» **Texte à analyser**:
==========

Reportage Centre Itinérant

 
Une journée avec… le centre de distribution itinérant

 

8h30. Le jour peine à se lever et la brume est au rendez-vous quand le fourgon aménagé en épicerie quitte l’entrepôt de la  zone d’activité de Treillières. Dominique, le chauffeur, Catherine et Roseline sont arrivés près d’une heure plus tôt pour remplir les rayonnages, le frigo et le congélateur qui équipent le véhicule. Sur le plancher, cageots de pommes, échalotes, pommes de terre, patates douces, une grande caisse de carottes provenant des Jardins du coeur ont rejoint le matériel pour l’accueil des bénéficiaire: cafetière, bouilloire, ordinateur portable, une boîte avec les fiches d’inscription.
Sans oublier quelques sacs apportés par Roseline, de chez elle et du centre de distribution de Saint-Herblain où elle officie le reste de la semaine: “ Dans une commune, avec le centre itinérant, c’est au maximum vingt-cinq familles qu’on reçoit, alors, on a tout le temps de faire connaissance, de savoir ce dont ils ont besoin, ce qui pourrait leur faire plaisir. Là j’ai des vêtements, des chaussures et j’ai récupéré des petits bijoux qui nous ont été donnés par un magasin. Ça fera des petits cadeaux de Noël.

==========

» **Extraits d'un jeu de données**:
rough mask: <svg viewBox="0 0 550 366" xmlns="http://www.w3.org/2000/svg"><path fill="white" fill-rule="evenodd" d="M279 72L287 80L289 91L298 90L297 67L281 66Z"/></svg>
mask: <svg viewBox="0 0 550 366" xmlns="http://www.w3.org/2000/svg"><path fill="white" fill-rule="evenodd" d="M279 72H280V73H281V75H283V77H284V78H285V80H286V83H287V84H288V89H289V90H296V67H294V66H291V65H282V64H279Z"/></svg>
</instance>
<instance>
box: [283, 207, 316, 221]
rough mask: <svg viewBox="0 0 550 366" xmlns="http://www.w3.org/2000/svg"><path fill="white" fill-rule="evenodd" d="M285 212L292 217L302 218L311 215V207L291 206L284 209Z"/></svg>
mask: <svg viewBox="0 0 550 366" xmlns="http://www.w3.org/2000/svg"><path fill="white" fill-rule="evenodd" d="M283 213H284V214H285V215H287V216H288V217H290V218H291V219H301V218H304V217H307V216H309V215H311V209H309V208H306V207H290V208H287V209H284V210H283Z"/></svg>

==========

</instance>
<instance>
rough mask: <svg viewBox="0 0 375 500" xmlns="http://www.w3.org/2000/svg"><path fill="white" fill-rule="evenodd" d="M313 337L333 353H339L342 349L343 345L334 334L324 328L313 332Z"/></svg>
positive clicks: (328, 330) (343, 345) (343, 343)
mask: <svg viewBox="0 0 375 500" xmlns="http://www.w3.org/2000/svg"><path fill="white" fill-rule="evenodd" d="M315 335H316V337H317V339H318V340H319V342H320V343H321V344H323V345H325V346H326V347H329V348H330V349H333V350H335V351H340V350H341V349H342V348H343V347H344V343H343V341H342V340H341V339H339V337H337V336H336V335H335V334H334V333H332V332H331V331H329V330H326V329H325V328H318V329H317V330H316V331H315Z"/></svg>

==========

» **Série de tâches**:
a) D'après le reportage sur le centre de distribution itinérant, de quel lieu le fourgon part-il à 8h30 ?
b) Résumez en deux phrases le reportage sur le centre de distribution itinérant.
c) Prolongez, s'il vous plaît, le reportage sur le centre de distribution itinérant à partir de sa dernière phrase.

» **Résultats des tâches**:
a) Il part de l'entrepôt de la zone d'activité de Treillières.

b) À 8h30, le fourgon aménagé en épicerie quitte l'entrepôt de Treillières, après que Dominique, Catherine et Roseline l'ont rempli de produits et du matériel d'accueil des bénéficiaires. Roseline y ajoute des sacs de vêtements, de chaussures et de petits bijoux destinés à faire des cadeaux de Noël, et explique qu'avec au maximum vingt-cinq familles par commune, on a le temps de connaître leurs besoins.

c)
8h45. Arrêt minute à l’entrée de Notre-Dame-des-Landes. Chaque mardi matin, la boulangère offre une dizaine de baguettes toutes fraîches qui seront distribuées dans la journée. On traverse le bourg, contourne un panneau “route barrée” et quelques dizaines de mètres plus loin, on s’engage sur un parking qui donne sur une salle des fêtes en partie masquée par les arbres. Deux bénévoles de la commune sont à pied d’oeuvre et aident à débarquer les caisses de légumes

Première étape: passer prendre les baguettes offertes par la boulangère du « Pain des Landes »

9h, arrivée à Notre-Dame-des-Landes: Dominique décharge les cageots de légumes

9h15. Roseline a enfin trouvé du réseau sur sa clé 4G: l’ordinateur fonctionne, prêt pour de nouvelles inscriptions. Il n’y en aura pas. Un couple et un homme seul déjà inscrits depuis plusieurs semaines seront au rendez-vous, c’est tout. Un peu décevant: les statistiques des bénéficiaires du RSA montrent qu’à Notre-Dame-des-Landes de nombreuses personnes  pourraient s’inscrire aux Restos. On s’interroge. Peut-être qu’il s’agit de surtout de personnes qui habitent de la Zad et vivent en quasi-autonomie?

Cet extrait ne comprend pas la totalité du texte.